Extracted items –
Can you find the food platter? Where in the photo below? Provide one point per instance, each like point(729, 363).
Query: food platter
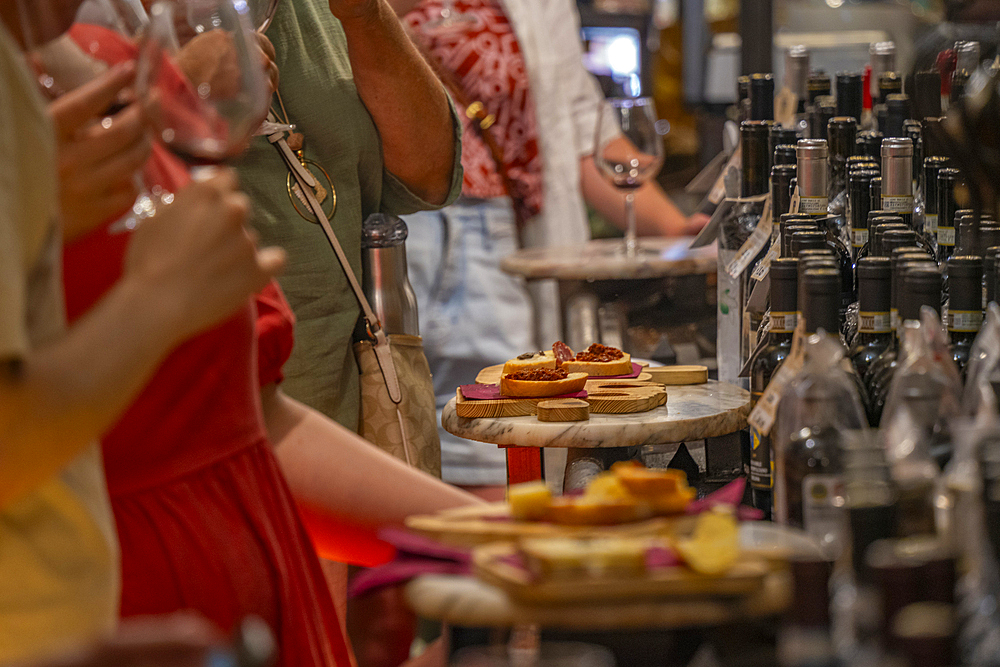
point(496, 564)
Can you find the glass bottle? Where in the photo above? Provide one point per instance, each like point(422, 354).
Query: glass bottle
point(841, 143)
point(870, 144)
point(734, 229)
point(921, 286)
point(965, 313)
point(897, 178)
point(949, 179)
point(859, 204)
point(761, 97)
point(784, 276)
point(929, 196)
point(874, 319)
point(850, 99)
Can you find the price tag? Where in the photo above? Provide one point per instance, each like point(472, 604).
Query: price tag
point(897, 203)
point(764, 413)
point(753, 245)
point(761, 270)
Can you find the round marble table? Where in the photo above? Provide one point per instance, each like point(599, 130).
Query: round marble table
point(466, 601)
point(604, 259)
point(692, 412)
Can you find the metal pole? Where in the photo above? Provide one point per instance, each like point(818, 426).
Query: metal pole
point(757, 33)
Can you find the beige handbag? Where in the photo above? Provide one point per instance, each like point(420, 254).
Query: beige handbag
point(397, 393)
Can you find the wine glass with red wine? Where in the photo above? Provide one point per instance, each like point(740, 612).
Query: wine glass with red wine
point(628, 151)
point(201, 79)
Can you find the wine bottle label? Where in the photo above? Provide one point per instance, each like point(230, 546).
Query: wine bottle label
point(930, 223)
point(874, 322)
point(813, 205)
point(946, 235)
point(783, 322)
point(760, 461)
point(897, 203)
point(823, 507)
point(965, 320)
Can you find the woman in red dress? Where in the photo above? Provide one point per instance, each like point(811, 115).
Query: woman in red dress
point(205, 517)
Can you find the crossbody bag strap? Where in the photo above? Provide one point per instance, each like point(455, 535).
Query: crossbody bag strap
point(373, 326)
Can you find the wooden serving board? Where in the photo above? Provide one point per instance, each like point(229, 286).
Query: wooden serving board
point(484, 523)
point(604, 396)
point(492, 565)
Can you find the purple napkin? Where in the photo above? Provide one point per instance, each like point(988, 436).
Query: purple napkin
point(636, 369)
point(483, 392)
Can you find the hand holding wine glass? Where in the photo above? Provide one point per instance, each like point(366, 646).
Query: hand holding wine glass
point(201, 78)
point(628, 152)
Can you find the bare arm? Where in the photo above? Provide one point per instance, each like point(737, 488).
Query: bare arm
point(186, 270)
point(334, 468)
point(403, 95)
point(655, 214)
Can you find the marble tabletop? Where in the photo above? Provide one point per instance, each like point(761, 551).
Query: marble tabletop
point(604, 259)
point(692, 412)
point(468, 602)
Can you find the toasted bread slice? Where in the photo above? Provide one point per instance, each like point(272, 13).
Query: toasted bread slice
point(540, 389)
point(529, 361)
point(621, 366)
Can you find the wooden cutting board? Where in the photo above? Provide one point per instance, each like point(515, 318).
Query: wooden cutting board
point(484, 523)
point(492, 563)
point(604, 396)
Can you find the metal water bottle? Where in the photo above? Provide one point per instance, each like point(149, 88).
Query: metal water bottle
point(383, 274)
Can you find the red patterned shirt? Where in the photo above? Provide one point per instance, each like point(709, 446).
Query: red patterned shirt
point(486, 58)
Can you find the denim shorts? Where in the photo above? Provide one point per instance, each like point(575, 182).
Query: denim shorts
point(472, 314)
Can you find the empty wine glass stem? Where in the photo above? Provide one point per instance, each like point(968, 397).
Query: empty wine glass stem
point(631, 240)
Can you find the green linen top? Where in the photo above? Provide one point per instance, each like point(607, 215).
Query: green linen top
point(319, 95)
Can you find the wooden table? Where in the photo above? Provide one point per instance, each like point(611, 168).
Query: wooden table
point(692, 412)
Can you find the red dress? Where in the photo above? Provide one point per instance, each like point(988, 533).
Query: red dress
point(205, 518)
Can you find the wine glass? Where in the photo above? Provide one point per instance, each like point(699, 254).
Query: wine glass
point(201, 79)
point(629, 152)
point(450, 20)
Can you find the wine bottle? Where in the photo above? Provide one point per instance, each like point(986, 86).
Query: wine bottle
point(928, 197)
point(781, 190)
point(841, 142)
point(990, 275)
point(850, 100)
point(784, 276)
point(897, 179)
point(743, 98)
point(874, 308)
point(734, 229)
point(949, 179)
point(858, 205)
point(921, 286)
point(870, 144)
point(761, 97)
point(965, 313)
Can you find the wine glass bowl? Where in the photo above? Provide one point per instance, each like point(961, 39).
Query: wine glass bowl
point(629, 152)
point(201, 79)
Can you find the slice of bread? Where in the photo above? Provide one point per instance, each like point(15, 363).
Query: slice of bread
point(534, 389)
point(621, 366)
point(530, 361)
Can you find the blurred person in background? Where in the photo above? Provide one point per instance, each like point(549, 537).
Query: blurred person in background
point(61, 388)
point(523, 61)
point(205, 517)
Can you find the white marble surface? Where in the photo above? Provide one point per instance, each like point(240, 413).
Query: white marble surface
point(466, 601)
point(603, 259)
point(692, 412)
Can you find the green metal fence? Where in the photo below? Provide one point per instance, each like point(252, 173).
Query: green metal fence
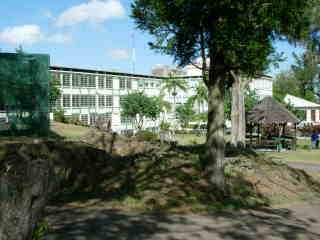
point(24, 90)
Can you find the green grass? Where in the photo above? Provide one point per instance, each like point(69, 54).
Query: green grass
point(69, 131)
point(301, 155)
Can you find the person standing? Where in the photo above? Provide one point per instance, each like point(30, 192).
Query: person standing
point(314, 140)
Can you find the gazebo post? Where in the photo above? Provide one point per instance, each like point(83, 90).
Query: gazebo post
point(295, 137)
point(259, 134)
point(251, 129)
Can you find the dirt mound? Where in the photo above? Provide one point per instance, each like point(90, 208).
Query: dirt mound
point(117, 145)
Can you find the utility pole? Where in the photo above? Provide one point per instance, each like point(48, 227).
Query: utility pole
point(133, 54)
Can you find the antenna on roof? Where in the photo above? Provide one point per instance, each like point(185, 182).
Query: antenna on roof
point(133, 54)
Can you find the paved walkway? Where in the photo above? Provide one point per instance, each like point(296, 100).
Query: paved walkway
point(306, 166)
point(293, 222)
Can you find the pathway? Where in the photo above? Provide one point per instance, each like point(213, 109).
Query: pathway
point(292, 222)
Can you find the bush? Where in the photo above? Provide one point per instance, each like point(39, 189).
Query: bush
point(147, 136)
point(164, 126)
point(58, 116)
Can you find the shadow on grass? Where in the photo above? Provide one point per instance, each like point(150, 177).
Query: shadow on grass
point(71, 223)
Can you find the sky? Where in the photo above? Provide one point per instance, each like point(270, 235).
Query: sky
point(94, 34)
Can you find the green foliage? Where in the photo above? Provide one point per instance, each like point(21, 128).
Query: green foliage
point(139, 106)
point(237, 33)
point(299, 113)
point(251, 99)
point(59, 116)
point(173, 84)
point(24, 91)
point(185, 113)
point(201, 96)
point(300, 80)
point(147, 136)
point(164, 126)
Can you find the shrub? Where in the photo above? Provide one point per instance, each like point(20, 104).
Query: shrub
point(59, 116)
point(147, 136)
point(164, 126)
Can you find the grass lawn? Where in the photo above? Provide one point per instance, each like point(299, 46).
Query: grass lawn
point(69, 131)
point(301, 155)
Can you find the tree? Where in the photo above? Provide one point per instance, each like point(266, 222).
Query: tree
point(299, 80)
point(185, 113)
point(138, 106)
point(173, 84)
point(285, 83)
point(164, 105)
point(235, 35)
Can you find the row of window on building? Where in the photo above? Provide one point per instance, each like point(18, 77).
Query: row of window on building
point(93, 118)
point(80, 100)
point(78, 80)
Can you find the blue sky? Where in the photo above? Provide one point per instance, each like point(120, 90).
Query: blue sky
point(88, 34)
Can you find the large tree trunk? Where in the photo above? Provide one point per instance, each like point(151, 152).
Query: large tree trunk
point(214, 152)
point(238, 118)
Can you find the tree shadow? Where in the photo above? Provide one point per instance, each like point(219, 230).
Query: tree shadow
point(93, 223)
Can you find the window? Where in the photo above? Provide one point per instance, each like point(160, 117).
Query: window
point(129, 83)
point(55, 77)
point(109, 82)
point(84, 119)
point(76, 80)
point(76, 101)
point(92, 100)
point(313, 115)
point(121, 99)
point(66, 100)
point(101, 82)
point(83, 80)
point(66, 80)
point(88, 100)
point(126, 120)
point(101, 101)
point(122, 83)
point(140, 83)
point(93, 118)
point(109, 101)
point(91, 81)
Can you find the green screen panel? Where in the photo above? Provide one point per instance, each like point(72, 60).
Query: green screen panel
point(24, 91)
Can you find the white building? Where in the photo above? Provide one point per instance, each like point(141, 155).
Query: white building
point(262, 84)
point(88, 94)
point(312, 109)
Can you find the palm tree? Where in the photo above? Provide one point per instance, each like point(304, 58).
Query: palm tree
point(200, 96)
point(164, 105)
point(173, 84)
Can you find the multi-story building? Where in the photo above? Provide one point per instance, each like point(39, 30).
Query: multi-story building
point(87, 95)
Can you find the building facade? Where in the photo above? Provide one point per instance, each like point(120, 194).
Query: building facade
point(88, 95)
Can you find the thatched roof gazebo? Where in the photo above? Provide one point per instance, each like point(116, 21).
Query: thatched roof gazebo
point(269, 112)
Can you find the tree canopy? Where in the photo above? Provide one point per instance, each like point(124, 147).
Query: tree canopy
point(237, 36)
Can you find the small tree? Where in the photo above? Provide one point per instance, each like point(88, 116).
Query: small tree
point(173, 84)
point(138, 106)
point(185, 113)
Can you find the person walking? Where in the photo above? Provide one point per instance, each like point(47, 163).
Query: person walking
point(314, 140)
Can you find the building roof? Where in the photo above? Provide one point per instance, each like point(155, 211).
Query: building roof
point(270, 111)
point(300, 102)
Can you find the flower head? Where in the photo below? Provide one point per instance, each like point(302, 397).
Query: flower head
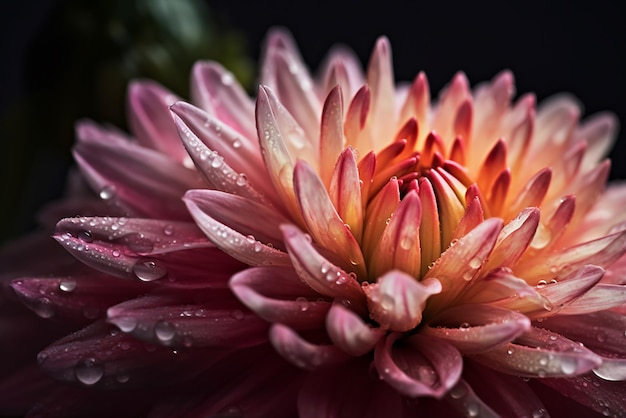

SET TASK –
Copy out the lines of the items verbatim, from the line containing "Can you find the crossbody" through the line containing "point(468, 602)", both included.

ANSWER TO THIS PROBLEM –
Can you find the crossbody bag strap? Where in the photo above? Provide one point per instance, each like point(455, 535).
Query: crossbody bag strap
point(373, 326)
Can you find the wooden serving board? Where in the photo above? Provide one point per instance, each like point(229, 286).
Query: wooden serving board
point(484, 523)
point(604, 396)
point(492, 565)
Can you find the purple napkin? Where in the photo above? Provide one point per instance, each like point(988, 436).
Query: purple napkin
point(636, 369)
point(483, 392)
Can you find the hand holding wine glass? Where in the photo above? Provide one point per instance, each like point(366, 646).
Query: hand holding wine glass
point(201, 78)
point(628, 152)
Can you find the bare arm? Where in the photo above? Provide one point per instance, each like point(737, 488).
Query: bare arm
point(186, 270)
point(334, 468)
point(403, 95)
point(655, 214)
Can you find the marble tabletop? Where in the photo above? Provide one point per instance, each like point(761, 551).
Query: marble tabletop
point(604, 259)
point(692, 412)
point(468, 602)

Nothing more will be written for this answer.